Required action :: Ignoring the pictures, repeat every entry below exactly as it appears.

Given entries ::
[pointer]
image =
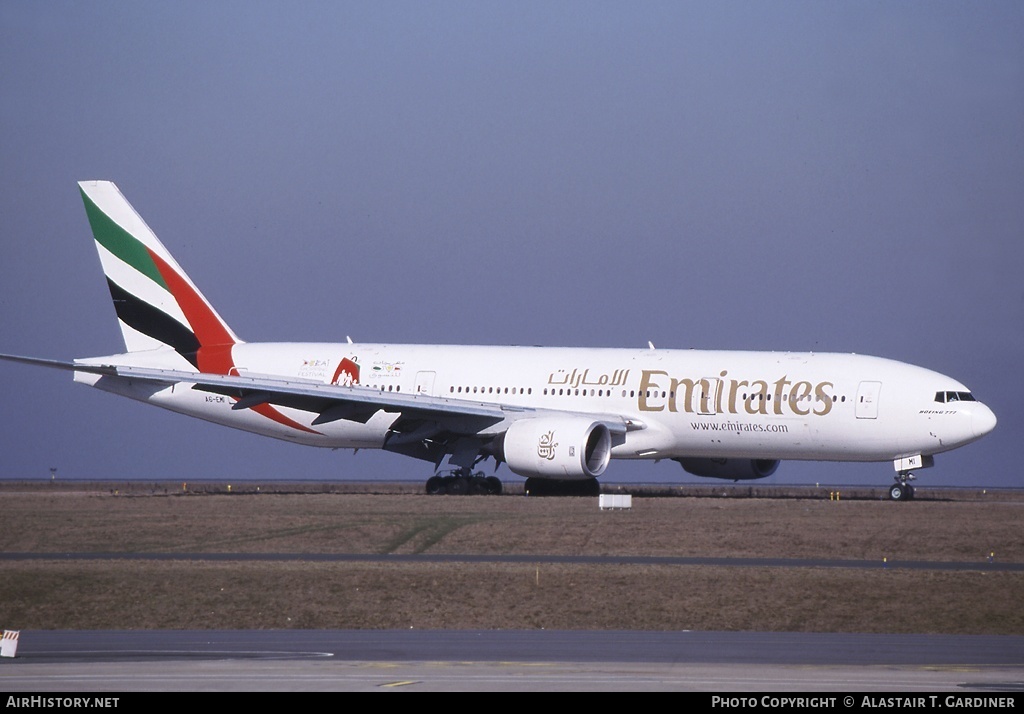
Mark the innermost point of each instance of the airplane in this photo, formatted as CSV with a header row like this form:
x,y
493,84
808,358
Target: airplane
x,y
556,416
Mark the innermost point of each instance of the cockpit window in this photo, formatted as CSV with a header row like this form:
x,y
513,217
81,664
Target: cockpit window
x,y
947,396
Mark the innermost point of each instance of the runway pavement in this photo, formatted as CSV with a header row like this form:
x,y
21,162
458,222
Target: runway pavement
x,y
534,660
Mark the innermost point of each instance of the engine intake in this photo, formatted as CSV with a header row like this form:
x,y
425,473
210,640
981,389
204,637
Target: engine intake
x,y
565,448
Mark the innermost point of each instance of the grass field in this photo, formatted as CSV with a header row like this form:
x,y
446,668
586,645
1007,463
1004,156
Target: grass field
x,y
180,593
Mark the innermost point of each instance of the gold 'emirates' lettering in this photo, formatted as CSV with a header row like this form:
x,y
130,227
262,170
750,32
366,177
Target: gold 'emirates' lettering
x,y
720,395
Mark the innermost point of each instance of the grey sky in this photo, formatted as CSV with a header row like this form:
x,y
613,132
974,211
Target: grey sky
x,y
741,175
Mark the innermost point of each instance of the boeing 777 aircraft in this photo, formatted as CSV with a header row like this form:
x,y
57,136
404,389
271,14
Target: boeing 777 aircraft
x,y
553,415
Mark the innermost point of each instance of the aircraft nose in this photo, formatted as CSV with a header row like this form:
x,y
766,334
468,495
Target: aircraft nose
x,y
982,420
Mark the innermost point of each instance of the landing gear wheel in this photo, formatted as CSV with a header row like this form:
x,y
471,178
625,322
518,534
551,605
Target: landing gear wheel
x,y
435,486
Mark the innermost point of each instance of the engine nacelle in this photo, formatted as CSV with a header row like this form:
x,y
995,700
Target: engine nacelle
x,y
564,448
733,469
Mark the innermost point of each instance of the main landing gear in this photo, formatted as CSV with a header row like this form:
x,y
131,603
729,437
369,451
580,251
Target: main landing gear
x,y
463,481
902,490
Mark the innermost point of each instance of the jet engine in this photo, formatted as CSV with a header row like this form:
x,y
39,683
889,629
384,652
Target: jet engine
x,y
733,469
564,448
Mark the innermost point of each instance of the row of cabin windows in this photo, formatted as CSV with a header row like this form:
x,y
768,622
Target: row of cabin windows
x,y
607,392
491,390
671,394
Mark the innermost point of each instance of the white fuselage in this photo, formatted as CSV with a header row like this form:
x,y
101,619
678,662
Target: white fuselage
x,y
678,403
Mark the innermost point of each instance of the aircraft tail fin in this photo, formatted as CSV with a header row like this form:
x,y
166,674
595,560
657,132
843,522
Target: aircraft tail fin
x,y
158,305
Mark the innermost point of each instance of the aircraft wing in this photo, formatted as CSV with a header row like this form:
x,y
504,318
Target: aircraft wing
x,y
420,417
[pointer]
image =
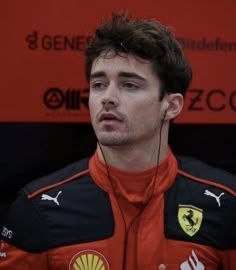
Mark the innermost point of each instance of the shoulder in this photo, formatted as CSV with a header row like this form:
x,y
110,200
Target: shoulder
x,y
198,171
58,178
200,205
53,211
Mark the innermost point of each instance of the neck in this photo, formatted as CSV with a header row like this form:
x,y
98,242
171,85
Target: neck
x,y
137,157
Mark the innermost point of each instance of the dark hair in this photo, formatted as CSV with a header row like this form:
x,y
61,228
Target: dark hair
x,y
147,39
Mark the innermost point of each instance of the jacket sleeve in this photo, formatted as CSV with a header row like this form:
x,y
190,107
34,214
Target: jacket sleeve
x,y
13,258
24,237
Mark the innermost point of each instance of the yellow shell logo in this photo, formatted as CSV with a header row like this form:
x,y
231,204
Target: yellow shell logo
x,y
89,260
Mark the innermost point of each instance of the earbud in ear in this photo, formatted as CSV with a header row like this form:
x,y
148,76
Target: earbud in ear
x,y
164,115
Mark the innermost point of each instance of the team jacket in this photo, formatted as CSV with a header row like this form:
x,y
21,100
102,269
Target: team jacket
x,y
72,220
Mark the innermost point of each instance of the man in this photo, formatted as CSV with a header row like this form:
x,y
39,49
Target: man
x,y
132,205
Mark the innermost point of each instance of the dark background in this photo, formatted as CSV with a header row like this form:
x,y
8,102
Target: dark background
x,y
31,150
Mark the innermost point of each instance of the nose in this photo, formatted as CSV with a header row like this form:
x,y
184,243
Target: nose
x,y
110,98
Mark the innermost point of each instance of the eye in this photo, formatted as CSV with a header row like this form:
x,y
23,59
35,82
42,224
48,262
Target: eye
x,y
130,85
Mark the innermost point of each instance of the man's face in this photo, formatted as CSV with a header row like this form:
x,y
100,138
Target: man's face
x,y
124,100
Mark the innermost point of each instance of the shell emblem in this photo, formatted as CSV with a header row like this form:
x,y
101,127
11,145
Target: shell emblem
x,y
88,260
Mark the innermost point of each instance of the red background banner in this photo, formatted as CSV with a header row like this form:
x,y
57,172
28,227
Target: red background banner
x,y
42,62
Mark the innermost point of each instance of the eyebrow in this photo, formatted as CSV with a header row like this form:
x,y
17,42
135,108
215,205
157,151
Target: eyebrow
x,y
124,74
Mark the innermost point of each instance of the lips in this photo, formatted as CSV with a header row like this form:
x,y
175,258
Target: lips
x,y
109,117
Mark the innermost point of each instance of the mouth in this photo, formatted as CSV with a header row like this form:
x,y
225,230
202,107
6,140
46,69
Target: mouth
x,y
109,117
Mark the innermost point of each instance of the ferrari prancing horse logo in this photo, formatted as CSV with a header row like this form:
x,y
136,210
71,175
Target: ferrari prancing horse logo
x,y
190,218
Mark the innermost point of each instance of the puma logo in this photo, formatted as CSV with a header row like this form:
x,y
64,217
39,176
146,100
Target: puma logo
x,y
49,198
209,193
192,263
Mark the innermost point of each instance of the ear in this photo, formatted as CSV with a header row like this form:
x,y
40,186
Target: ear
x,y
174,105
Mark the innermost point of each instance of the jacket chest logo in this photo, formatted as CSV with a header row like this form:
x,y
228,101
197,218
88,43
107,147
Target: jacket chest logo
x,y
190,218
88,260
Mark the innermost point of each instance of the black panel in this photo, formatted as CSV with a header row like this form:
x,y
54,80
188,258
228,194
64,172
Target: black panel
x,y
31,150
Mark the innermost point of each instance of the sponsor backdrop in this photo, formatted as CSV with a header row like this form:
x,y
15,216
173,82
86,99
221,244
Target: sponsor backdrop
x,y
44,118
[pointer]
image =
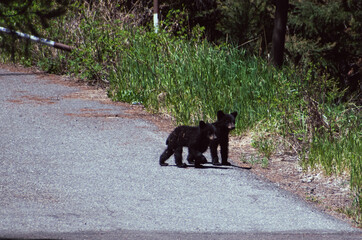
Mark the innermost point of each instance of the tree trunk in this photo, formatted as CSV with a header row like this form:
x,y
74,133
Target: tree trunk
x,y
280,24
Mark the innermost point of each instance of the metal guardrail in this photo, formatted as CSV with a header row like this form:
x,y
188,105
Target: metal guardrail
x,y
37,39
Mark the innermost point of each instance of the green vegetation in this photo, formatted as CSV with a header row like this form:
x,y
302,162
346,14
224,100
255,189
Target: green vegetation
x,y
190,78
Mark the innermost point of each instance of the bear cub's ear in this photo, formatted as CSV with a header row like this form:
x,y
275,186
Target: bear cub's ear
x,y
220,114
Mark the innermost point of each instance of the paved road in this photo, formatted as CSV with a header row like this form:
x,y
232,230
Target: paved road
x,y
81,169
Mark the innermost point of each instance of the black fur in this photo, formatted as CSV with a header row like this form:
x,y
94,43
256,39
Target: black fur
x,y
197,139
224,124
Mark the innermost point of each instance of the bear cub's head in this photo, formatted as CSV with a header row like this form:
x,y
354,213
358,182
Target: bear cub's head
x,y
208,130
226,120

Task response ::
[pointer]
image =
Mark the innermost point of each instance of the airplane in this photo, formatted as CSV with a header row like this form:
x,y
493,84
808,358
Target: airplane
x,y
556,416
Mark the innermost point of each instance of the cockpit window in this photo, formatted as CSV with a header row like this form:
x,y
513,217
81,664
Target: cockpit window
x,y
947,396
Mark the innermost point of each instance of the runway pavement in this photo, formatted as CSV with a header row like this form:
x,y
21,162
458,222
Target: runway pavement
x,y
534,660
Mark the innermost point of each instance of the engine intake in this photo, formatted as CSV with a header row like this form:
x,y
425,473
210,640
981,389
204,637
Target: engine intake
x,y
565,448
Mark the innermost point of each instance of the grass field in this photo, formatted as CSV with a header row like this form:
x,y
446,668
586,645
1007,463
1004,156
Target: grass field
x,y
180,593
Mark the innermost point of each instance of the gold 'emirates' lettering in this photo, formatted as CSV with a header row like this form:
x,y
130,227
262,170
750,32
366,177
Target: gold 'emirates' lettering
x,y
720,395
Mark the innermost point of each instance of the grey sky in this photo, formatted as CSV with a header row like this form:
x,y
613,132
974,211
Target: grey sky
x,y
741,175
Mark the innermost point of each instance of the boeing 777 aircraft in this photo, formatted as CSV with a header row like this form:
x,y
57,136
404,389
271,14
Target: boeing 777 aircraft
x,y
553,415
Mark the innermost point of each instance of the aircraft nose in this photo, formatted as CSV with a header row like this form:
x,y
766,334
468,495
Target: aircraft nose
x,y
982,420
Mark the innermost point of each instance of the landing gear wheel in this photo, formatted as CSV with a header row like this form:
x,y
471,178
625,322
518,534
551,605
Target: landing gear wheel
x,y
435,486
Mark the innermost point of each instance of the engine nacelle in this photo, formatted as CSV with a header row like this form:
x,y
995,700
Target: engine nacelle
x,y
564,448
733,469
Mark the innermost point of each instance of the main landing gear in this photo, formatted as CSV with a header row like this form:
x,y
131,603
729,437
369,451
580,251
Target: main landing gear
x,y
463,481
902,490
Mark the innermost point of each instance of the jet engine in this photo, formatted as CSV with a header row like this form:
x,y
39,683
889,629
384,652
Target: jet engine
x,y
733,469
564,448
Mark the innermost point of each instance of the row of cabin windows in this photo, formatted as CSV with a header row like this form:
x,y
768,622
Target: row of cabin windows
x,y
607,392
491,390
671,394
Mark the innermost point of each instance of the white fuselage in this photo, formatted as CSV with a header row like this form:
x,y
101,619
678,662
Target: white fuselage
x,y
678,403
Mark the innermost point of each instance of the aircraft tail fin in this photo, formatted as CSV with a header row like this form:
x,y
166,674
595,560
657,132
843,522
Target: aircraft tail fin
x,y
158,305
Mark the innermost point of each instance of the aircraft wing in this photo, formatted as CSV with a header row like this form:
x,y
504,318
Target: aircraft wing
x,y
420,417
[pointer]
image =
Mark the innermost point of each instance of the shoulder in this photo, formatted as CSV with a header row like this form:
x,y
110,200
Target: shoulder
x,y
198,171
58,178
200,205
53,211
Mark the innermost point of each instance of the neck in this photo, formatted as CSV with a header row like this form:
x,y
98,242
171,85
Target: neck
x,y
137,157
Mark the innermost point of each instance of the dark hair in this photo, formatted as CSV with a header row like this form:
x,y
61,228
Target: dark hair
x,y
147,39
Mark the innermost point of each instance of the jacket sleeve in this photo, formatted as CSV with a header row like this form:
x,y
190,107
34,214
Target: jacket sleeve
x,y
13,258
24,237
Mark the innermost point of each instance of the yellow shell logo in this photo, formatted as CSV with a header row like this form:
x,y
231,204
Target: yellow shell logo
x,y
89,260
Mark the innermost point of each instance of the earbud in ear in this photo, formatted as CSV with a header row like this form:
x,y
148,76
Target: earbud in ear
x,y
164,115
Mark the innermost point of each instance of the team jacket in this photo, formatted as CSV with a header row like this form:
x,y
21,100
102,269
Target: team jacket
x,y
72,220
Mark the innermost point of each instance of the man in this photo, formatted as CSV with a header row like this form:
x,y
39,49
Target: man
x,y
132,205
Mark the innermost point of each instance of the dark background in this photo, formatted as CSV with a header row like this form:
x,y
8,102
Target: dark background
x,y
31,150
Mark the innermost point of each instance of the nose in this photo, formatted as CSV with a header row like this form:
x,y
184,243
Target: nose
x,y
110,98
Mark the innermost point of each instance of the eye in this photo, formatted as CSV with a header row like this form:
x,y
23,59
35,82
42,224
48,262
Target: eye
x,y
130,85
Mark the innermost point of each instance of the man's face in this photo, formatted as CSV with a header row like this form:
x,y
100,138
Target: man's face
x,y
124,100
Mark the innermost point of each instance of the shell emblem in this photo, formatted as CSV with a header row like this form:
x,y
101,127
11,145
Target: shell emblem
x,y
88,260
Mark the innermost point of each instance of the red background banner in this photo, formatted as CSV with a header row like this form:
x,y
57,172
28,227
Target: red background banner
x,y
42,62
Mark the innermost point of each instance of the eyebrow in this photo, formatted as CSV with a header row like this form:
x,y
17,42
135,108
215,205
157,151
Target: eyebrow
x,y
124,74
Mark the innermost point of each instance of the lips in this photo, formatted as CSV with a header row like this form:
x,y
175,258
Target: lips
x,y
109,117
Mark the innermost point of each instance of the mouth in this photo, formatted as CSV with a header row like this form:
x,y
225,230
202,107
6,140
46,69
Target: mouth
x,y
109,117
Mark the innermost point of each instance of the ferrari prancing horse logo in this photo, formatted as CSV with a header row like this form:
x,y
136,210
71,175
Target: ferrari prancing horse logo
x,y
190,218
Mark the innermost point of each instance of the puma logo in this photo, formatted as CSV with a header row like this form:
x,y
64,217
39,176
146,100
Target: puma logo
x,y
49,198
209,193
192,263
Mark the innermost point of each instance of the ear in this photo, formatted as CSV with a header row like this form:
x,y
40,186
Target: ear
x,y
174,105
Mark the innermost point of each instance of the jacket chest logo in this photo, formatted as CSV with a header row like this form:
x,y
228,101
197,218
88,43
107,147
Target: jacket chest logo
x,y
190,218
88,260
Mark the innermost point of each instance of the black panel in this photo, formatted as CSV with a header row like this form:
x,y
54,80
188,258
228,194
64,172
Target: black panel
x,y
31,150
Mark the innermost point of each instance of the sponsor backdrop in this photo, formatted as CSV with a header row like this form:
x,y
15,216
173,82
86,99
221,244
Target: sponsor backdrop
x,y
44,118
[pointer]
image =
Mark the innermost point of each instance of the tree trunk in this photo, formatted as CSV with a header row like this form:
x,y
74,133
Target: tree trunk
x,y
280,24
Mark the innermost point of each instance of the metal guardrail in this photo, formatted as CSV with a header row like this form:
x,y
188,105
Target: metal guardrail
x,y
37,39
Mark the innermost point of each instance of the green vegetation in this photo, formatted as CSV with a header row like this form:
x,y
302,162
346,14
224,100
255,189
Target: green vegetation
x,y
190,78
Mark the innermost point of each instance of the bear cub's ear in this photo, formatted as CSV with a header row like this form:
x,y
275,186
Target: bear cub's ear
x,y
220,114
Mark the innermost point of each instance of the paved road in this photo, formatted as CSV with a header row like this form:
x,y
232,230
Target: paved road
x,y
81,169
Mark the innermost point of each instance of the black fur in this photo, formatted as CSV with a header row like this form:
x,y
94,43
256,39
Target: black fur
x,y
197,139
224,124
Mark the innermost point of each instance of the bear cub's head in this photo, formatted as CSV with a header row like this form:
x,y
354,213
358,182
Target: bear cub's head
x,y
208,130
226,120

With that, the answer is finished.